** Opening Document passage block **

The Savannah River Site is host to an extensive complex of facilities that includes fuel and target fabrication plants, nuclear reactors, chemical processing plants, underground storage tanks, and waste processing and immobilization facilities. Plutonium and tritium were produced by irradiating specially prepared metal targets in the nuclear reactors at the site. After irradiation, the targets were transferred to the F Canyon or H Canyon, where they were processed chemically to recover these isotopes. This processing resulted in the production of large amounts of highly radioactive liquid waste, known as high-level waste (HLW), that is being stored in two underground tank farms at the site (in the F Tank Farm and H Tank Farm). The U.S. Department of Energy (DOE) has the responsibility for waste management at the Savannah River Site and has implemented a program to stabilize this high-level waste and close the tank farms.
The information used in this attachment is taken from the documents cited in Attachment E and from copies of the presentations provided at the committee's first information-gathering meeting.
HIGH-LEVEL WASTE SYSTEM AT SAVANNAH RIVER SITE
A simplified schematic representation of the HLW system at the Savannah River Site is shown in Figure C.2. This system comprises the following major components:
Waste Concentration and Storage. The high-level waste resulting from operations in the F and H Canyons is currently being stored in 48 underground carbon-steel tanks16 in the F and H Tank Farms. The tanks range in size from about three million to five million liters (750,000 to 1.3 million gallons). The high-level waste was made alkaline with NaOH before being transferred to the tanks to reduce corrosion of the carbon steel primary containment. Consequently, the waste has a high pH (>14) and a high salt content.

** Closing Document passage block **

• [Tasks and exercises]
a. In the Savannah River Site passage, where were the irradiated targets chemically processed to recover plutonium and tritium?
b. Copy everything in the Savannah River Site passage from "HIGH-LEVEL WASTE SYSTEM" down to "high salt content.".
c. According to the Savannah River Site passage, why was the high-level waste made alkaline with NaOH before it went into the tanks?

** Opening Source data block **

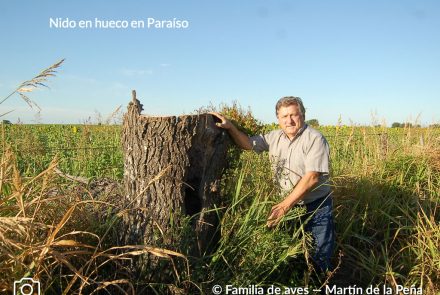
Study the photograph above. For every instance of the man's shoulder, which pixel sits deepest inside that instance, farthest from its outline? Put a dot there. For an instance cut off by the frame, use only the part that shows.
(312, 133)
(274, 134)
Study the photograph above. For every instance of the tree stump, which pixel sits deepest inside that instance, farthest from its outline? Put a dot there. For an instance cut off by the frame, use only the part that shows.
(172, 172)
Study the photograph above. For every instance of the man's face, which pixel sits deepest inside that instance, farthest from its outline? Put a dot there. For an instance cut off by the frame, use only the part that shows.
(290, 120)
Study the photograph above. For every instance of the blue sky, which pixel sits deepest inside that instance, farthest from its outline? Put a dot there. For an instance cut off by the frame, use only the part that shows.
(354, 59)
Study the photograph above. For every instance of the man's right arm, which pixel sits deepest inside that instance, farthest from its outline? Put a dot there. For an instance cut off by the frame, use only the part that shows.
(240, 138)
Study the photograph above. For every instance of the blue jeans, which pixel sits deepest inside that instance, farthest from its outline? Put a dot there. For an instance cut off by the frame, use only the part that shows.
(322, 228)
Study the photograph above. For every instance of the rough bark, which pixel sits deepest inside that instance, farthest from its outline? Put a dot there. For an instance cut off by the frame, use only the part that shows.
(172, 170)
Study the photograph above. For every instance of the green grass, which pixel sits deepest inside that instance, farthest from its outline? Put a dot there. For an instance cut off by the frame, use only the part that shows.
(386, 187)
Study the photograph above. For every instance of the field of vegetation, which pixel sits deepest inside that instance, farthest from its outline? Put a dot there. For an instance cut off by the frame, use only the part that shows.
(387, 209)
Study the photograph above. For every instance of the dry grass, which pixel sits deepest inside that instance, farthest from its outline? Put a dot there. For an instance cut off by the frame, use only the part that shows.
(48, 232)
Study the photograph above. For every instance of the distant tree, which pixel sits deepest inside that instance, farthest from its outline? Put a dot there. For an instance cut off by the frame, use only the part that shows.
(313, 122)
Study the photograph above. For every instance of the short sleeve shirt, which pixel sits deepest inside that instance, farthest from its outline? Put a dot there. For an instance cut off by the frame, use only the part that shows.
(292, 159)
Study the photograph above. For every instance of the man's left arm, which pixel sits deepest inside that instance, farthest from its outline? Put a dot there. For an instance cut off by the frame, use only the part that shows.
(306, 184)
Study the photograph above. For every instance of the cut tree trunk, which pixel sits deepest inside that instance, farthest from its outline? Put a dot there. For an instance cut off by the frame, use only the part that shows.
(172, 172)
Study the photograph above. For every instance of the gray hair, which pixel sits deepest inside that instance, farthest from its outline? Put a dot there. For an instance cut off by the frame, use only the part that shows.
(290, 100)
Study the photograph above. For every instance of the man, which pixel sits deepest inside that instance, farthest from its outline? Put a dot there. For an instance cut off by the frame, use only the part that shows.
(300, 160)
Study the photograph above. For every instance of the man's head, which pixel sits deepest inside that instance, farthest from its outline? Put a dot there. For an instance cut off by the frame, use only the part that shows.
(290, 112)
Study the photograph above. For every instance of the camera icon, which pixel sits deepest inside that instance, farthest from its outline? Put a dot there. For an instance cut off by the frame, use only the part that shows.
(26, 286)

** Closing Source data block **

• [Answers by item]
a. In the F Canyon or H Canyon.

b.
HIGH-LEVEL WASTE SYSTEM AT SAVANNAH RIVER SITE
A simplified schematic representation of the HLW system at the Savannah River Site is shown in Figure C.2. This system comprises the following major components:
Waste Concentration and Storage. The high-level waste resulting from operations in the F and H Canyons is currently being stored in 48 underground carbon-steel tanks16 in the F and H Tank Farms. The tanks range in size from about three million to five million liters (750,000 to 1.3 million gallons). The high-level waste was made alkaline with NaOH before being transferred to the tanks to reduce corrosion of the carbon steel primary containment. Consequently, the waste has a high pH (>14) and a high salt content.

c. The waste was made alkaline to reduce corrosion of the carbon-steel primary containment of the tanks. As a result, the waste has a high pH (>14) and a high salt content.